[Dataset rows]
>> start

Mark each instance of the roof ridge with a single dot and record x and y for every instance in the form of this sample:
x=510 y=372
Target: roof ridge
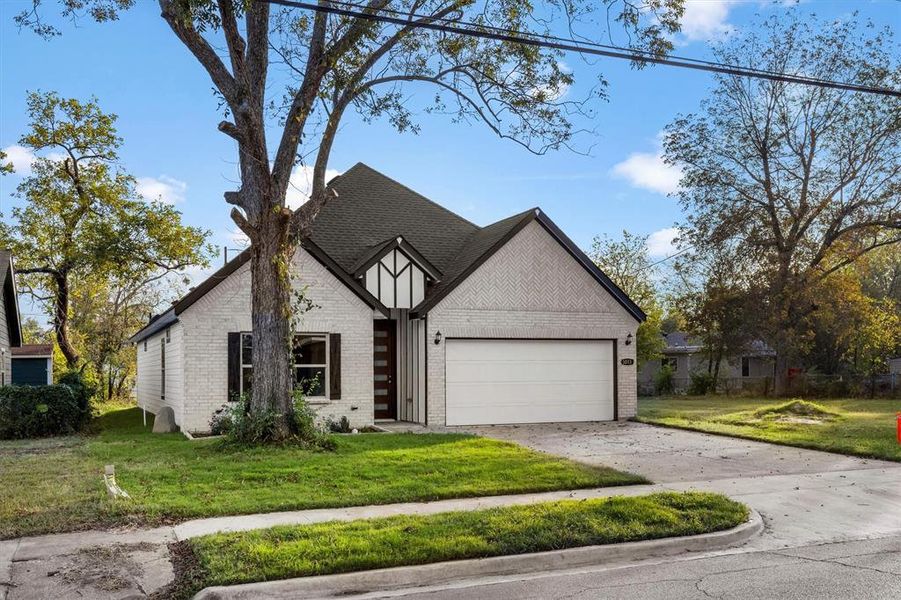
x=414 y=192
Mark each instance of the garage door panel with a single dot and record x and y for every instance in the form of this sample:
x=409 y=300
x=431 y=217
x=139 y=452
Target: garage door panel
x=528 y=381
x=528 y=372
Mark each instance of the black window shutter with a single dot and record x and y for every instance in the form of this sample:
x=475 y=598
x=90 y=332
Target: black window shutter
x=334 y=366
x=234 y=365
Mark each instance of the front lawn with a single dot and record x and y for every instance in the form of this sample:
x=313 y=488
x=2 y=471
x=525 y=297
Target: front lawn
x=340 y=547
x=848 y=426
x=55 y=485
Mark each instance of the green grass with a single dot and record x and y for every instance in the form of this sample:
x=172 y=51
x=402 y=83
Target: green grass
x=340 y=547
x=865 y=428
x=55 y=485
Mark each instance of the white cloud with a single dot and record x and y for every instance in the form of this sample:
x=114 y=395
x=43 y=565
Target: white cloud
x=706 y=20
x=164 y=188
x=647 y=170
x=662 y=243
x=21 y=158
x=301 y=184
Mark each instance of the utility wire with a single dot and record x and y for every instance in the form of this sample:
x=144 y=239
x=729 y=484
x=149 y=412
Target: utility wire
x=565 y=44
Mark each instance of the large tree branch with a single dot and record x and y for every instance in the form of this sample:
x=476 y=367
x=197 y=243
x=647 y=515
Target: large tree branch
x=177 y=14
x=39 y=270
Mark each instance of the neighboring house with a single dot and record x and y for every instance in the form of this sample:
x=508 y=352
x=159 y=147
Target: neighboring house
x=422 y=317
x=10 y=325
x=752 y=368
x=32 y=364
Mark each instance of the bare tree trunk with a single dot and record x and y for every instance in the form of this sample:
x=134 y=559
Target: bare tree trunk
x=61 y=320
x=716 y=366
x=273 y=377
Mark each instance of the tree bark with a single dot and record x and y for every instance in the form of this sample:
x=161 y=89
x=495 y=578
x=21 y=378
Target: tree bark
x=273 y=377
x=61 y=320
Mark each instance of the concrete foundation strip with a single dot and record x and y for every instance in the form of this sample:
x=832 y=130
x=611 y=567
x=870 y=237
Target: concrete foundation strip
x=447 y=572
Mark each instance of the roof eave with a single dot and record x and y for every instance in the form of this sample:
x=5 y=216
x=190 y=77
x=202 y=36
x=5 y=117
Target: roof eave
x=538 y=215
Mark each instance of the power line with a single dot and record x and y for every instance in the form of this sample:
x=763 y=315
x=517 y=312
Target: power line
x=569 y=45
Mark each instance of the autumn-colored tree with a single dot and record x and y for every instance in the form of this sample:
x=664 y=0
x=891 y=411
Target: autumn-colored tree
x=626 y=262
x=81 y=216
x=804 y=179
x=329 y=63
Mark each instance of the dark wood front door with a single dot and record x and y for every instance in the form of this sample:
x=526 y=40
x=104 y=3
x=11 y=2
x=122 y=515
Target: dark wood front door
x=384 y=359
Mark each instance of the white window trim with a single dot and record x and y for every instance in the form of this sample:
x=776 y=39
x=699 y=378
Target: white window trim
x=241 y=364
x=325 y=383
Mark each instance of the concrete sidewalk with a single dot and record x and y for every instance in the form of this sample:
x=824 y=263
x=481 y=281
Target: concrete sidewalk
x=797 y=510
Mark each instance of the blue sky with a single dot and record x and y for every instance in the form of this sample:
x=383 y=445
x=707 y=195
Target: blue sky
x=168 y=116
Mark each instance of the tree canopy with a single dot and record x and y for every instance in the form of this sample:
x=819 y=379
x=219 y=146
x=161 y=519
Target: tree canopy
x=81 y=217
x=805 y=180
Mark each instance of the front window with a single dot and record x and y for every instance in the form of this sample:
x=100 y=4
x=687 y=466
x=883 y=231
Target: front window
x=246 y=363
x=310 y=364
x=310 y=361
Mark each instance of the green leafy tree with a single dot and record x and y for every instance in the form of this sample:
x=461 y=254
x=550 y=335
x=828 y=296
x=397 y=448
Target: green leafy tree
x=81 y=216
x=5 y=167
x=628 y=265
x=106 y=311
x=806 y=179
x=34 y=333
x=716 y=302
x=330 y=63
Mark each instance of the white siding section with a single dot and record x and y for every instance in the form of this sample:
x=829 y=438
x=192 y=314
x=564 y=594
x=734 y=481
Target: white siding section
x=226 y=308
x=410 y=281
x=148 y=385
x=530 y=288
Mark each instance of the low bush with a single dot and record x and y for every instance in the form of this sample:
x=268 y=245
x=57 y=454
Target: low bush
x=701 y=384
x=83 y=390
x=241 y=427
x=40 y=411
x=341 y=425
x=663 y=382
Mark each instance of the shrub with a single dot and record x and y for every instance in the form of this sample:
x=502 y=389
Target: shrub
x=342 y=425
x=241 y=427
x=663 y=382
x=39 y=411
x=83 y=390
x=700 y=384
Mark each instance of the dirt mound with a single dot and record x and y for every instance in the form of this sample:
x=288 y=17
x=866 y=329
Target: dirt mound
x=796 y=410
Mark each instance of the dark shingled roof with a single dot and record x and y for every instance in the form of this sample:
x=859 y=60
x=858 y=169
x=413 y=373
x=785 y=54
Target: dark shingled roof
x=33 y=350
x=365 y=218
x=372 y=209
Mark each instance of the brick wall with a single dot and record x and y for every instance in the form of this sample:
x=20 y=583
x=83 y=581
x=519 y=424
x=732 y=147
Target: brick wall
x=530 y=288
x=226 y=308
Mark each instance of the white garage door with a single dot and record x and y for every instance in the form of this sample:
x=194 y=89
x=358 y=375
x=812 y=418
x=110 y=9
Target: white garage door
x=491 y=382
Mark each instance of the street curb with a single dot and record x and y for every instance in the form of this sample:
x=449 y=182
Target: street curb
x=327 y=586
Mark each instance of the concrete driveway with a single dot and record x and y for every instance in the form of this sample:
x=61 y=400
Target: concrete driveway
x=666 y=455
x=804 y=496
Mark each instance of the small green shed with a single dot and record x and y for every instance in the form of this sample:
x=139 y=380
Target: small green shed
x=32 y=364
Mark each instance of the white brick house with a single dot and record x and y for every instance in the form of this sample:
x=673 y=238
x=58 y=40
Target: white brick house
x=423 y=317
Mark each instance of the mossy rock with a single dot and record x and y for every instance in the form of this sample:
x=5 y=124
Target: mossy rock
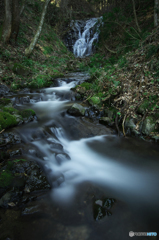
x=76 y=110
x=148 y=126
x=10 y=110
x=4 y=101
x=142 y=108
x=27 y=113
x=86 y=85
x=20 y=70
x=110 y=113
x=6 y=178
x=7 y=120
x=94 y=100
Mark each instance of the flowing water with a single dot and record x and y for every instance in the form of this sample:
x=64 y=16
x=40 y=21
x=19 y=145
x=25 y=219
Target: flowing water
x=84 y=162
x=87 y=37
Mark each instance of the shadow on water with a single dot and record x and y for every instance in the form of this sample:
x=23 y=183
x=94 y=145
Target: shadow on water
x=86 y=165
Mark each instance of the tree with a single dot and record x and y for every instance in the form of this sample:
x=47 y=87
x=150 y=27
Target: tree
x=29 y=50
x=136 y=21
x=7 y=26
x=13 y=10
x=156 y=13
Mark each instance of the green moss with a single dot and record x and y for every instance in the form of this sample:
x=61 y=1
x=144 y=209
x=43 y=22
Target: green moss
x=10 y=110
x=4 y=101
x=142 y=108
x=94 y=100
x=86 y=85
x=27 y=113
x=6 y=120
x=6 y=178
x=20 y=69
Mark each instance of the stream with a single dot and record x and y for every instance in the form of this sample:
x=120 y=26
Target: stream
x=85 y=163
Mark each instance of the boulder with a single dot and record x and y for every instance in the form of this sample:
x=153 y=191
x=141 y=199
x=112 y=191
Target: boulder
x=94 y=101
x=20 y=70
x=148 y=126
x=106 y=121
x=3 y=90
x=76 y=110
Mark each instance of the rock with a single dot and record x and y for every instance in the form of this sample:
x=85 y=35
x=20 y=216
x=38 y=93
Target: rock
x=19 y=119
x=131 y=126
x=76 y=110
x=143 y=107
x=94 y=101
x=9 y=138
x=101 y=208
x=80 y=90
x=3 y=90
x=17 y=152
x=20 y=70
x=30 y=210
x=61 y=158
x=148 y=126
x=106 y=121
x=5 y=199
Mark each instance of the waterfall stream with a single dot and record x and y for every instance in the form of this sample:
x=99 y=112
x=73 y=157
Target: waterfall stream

>> end

WHAT YOU HAVE TO DO: Convert the stretch from the line containing "Mark each instance of the bare" through the line containing "x=447 y=572" into a JSON list of strings, one string per line, with blank lines omitted.

REPLY:
[
  "Mark each instance of the bare tree trunk with a single dot and record x and y for every instance in the form of this sample:",
  "x=134 y=559",
  "Target: bare tree trunk",
  "x=61 y=320",
  "x=716 y=366",
  "x=273 y=377",
  "Mark each instance of the tree bark with a single dot and record x and y for every instance in the form of this sample:",
  "x=161 y=89",
  "x=495 y=578",
  "x=21 y=378",
  "Target: tree bark",
  "x=273 y=377",
  "x=61 y=320",
  "Mark each instance of the concrete foundation strip with a single dot and record x and y for every instance in the form of this sample:",
  "x=832 y=130",
  "x=611 y=567",
  "x=870 y=237",
  "Target: concrete foundation strip",
  "x=447 y=572"
]